* **Aim**: Copy each line of the items below without changing a single character.

* **Entries supplied**:
◇ ◇ ◇ ◇
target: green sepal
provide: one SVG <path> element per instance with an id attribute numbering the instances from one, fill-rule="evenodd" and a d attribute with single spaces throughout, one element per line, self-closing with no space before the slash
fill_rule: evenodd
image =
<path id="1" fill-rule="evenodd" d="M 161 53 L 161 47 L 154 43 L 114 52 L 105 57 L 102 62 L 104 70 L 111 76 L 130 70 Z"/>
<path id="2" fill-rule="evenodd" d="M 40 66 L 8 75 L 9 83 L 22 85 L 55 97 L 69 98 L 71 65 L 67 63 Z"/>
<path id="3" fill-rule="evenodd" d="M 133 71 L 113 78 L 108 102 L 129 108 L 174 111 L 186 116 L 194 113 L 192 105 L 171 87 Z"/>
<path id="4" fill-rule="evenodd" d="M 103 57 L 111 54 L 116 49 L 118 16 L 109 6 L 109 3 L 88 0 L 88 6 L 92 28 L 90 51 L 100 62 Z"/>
◇ ◇ ◇ ◇
* **Expected answer**:
target: green sepal
provide: one SVG <path> element per instance with an id attribute numbering the instances from one, fill-rule="evenodd" and a d attribute with single spaces throughout, one element per line, self-closing with no space before the slash
fill_rule: evenodd
image =
<path id="1" fill-rule="evenodd" d="M 161 53 L 161 47 L 154 43 L 114 52 L 105 57 L 102 62 L 104 70 L 111 76 L 130 70 Z"/>
<path id="2" fill-rule="evenodd" d="M 40 66 L 8 75 L 9 83 L 22 85 L 55 97 L 69 98 L 71 65 L 67 63 Z"/>
<path id="3" fill-rule="evenodd" d="M 133 71 L 113 78 L 108 102 L 129 108 L 174 111 L 186 116 L 194 113 L 192 105 L 171 87 Z"/>
<path id="4" fill-rule="evenodd" d="M 103 57 L 111 54 L 116 49 L 118 16 L 109 6 L 109 3 L 88 0 L 88 6 L 92 28 L 90 51 L 100 62 Z"/>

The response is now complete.